Start PROVIDED TEXT
Over the past year, Israeli Prime Minister Benjamin Netanyahu successfully prevented a ceasefire and prisoner exchange agreement with Hamas. He then agreed to it at the beginning of this year, and such an agreement entered into force on January 19. Under the agreement, prisoner exchanges will be carried out in stages, leading to a permanent ceasefire.
It was clear that Netanyahu was forced to agree to this agreement. This was not because US President Donald Trump and his Middle East envoy, Steve Witkoff, were putting intense pressure on him, but rather because Netanyahu wanted to ease the pressures he was facing, particularly from within the government, which demanded the return of the prisoners from Gaza. However, he was planning several steps forward, which he began implementing last Monday night when he resumed the war on Gaza.
It emerged that Netanyahu had reached understandings with Trump regarding his plans to resume the war. Among these understandings was that "Netanyahu pushed the Americans to put forward a series of new proposals (which Witkoff had presented in the negotiations) in an attempt to circumvent the central pledge that Hamas had agreed to in the original deal (during Biden's term), which was Israeli agreement to a permanent ceasefire," according to journalist Barak Ravid on the Walla website.
End PROVIDED TEXT
# STATED EXERCISE 1:
According to the text on the Gaza ceasefire, on what date did the ceasefire and prisoner exchange agreement enter into force?
# STATED EXERCISE 2:
Write out the passage of the text on the Gaza ceasefire between "Over the past" and "war on Gaza.", inclusive.
Start GIVEN DATA
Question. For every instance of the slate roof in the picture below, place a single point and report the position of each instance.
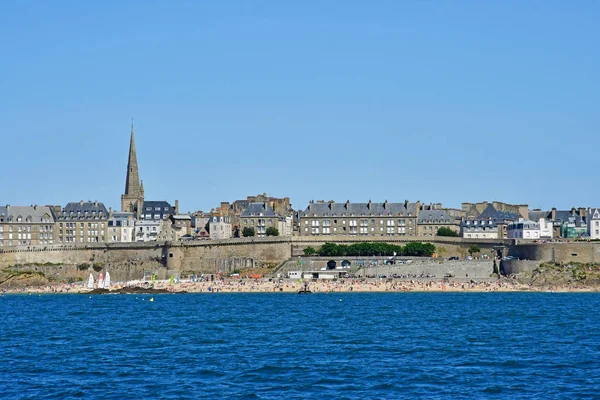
End GIVEN DATA
# REPLY 1:
January 19

# REPLY 2:
Over the past year, Israeli Prime Minister Benjamin Netanyahu successfully prevented a ceasefire and prisoner exchange agreement with Hamas. He then agreed to it at the beginning of this year, and such an agreement entered into force on January 19. Under the agreement, prisoner exchanges will be carried out in stages, leading to a permanent ceasefire.
It was clear that Netanyahu was forced to agree to this agreement. This was not because US President Donald Trump and his Middle East envoy, Steve Witkoff, were putting intense pressure on him, but rather because Netanyahu wanted to ease the pressures he was facing, particularly from within the government, which demanded the return of the prisoners from Gaza. However, he was planning several steps forward, which he began implementing last Monday night when he resumed the war on Gaza.